Data provided:

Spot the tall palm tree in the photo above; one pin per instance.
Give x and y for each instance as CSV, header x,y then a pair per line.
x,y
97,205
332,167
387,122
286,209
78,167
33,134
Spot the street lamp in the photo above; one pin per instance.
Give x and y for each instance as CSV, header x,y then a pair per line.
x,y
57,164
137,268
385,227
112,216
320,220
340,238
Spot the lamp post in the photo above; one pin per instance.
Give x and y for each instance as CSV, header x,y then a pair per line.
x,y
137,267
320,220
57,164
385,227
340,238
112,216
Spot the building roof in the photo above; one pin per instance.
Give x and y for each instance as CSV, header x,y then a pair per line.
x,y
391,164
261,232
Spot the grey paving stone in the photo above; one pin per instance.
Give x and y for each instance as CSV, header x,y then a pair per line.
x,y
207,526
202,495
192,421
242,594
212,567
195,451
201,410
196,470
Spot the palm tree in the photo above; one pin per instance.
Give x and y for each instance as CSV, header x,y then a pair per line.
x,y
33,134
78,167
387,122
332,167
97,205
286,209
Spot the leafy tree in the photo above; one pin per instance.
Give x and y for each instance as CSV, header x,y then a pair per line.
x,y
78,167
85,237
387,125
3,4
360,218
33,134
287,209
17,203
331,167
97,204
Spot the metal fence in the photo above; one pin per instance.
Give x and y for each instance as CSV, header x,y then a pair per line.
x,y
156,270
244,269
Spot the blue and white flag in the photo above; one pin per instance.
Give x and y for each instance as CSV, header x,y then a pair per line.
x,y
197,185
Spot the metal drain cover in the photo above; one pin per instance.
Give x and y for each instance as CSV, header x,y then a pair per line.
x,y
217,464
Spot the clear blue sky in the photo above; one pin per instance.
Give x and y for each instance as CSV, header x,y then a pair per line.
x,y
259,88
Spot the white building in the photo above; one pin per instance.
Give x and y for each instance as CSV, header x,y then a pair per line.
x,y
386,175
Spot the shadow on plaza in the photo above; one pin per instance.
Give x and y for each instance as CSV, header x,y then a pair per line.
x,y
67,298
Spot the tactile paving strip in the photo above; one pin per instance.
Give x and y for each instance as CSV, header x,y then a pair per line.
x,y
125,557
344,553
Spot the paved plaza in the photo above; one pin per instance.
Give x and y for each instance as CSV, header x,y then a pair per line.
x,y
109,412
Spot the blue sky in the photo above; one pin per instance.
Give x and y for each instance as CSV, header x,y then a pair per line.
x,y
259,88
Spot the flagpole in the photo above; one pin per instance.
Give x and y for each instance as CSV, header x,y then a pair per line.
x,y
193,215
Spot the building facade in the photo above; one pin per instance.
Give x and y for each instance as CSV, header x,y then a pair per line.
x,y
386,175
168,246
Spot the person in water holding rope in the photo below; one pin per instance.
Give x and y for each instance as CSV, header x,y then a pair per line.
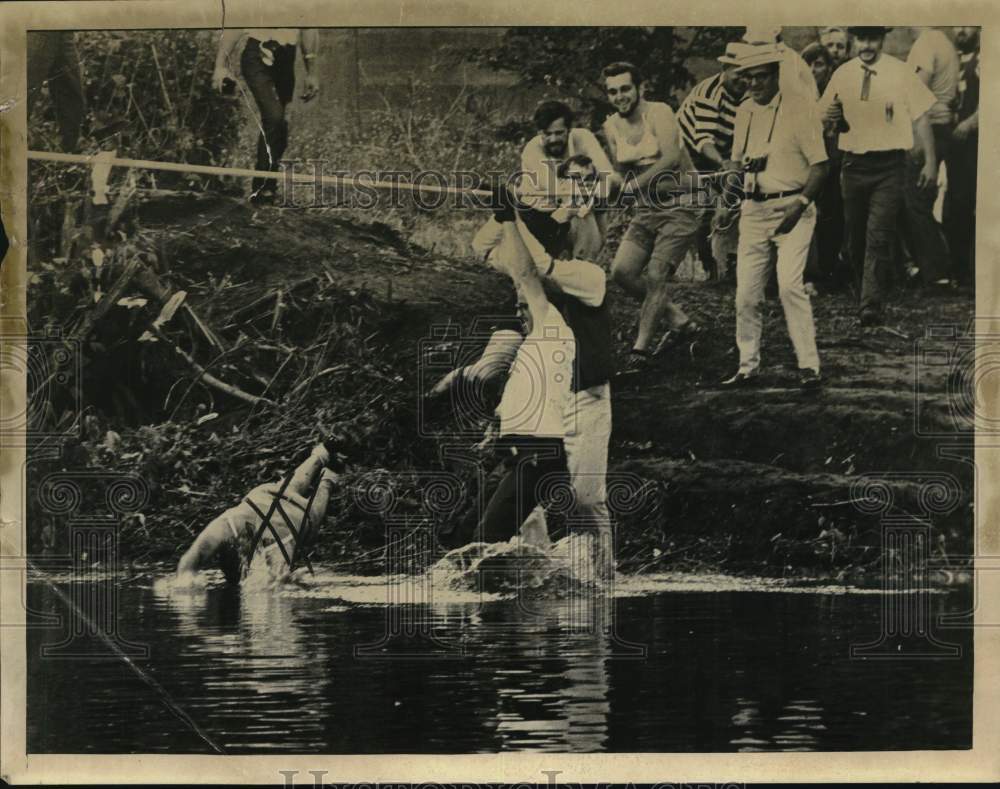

What you are asked to do: Show every line of the entries above where the word "paving" occurs.

Response:
Spot the grey paving stone in the photo above; one pin per instance.
Spot the tactile paving strip in the photo above; one pin per instance.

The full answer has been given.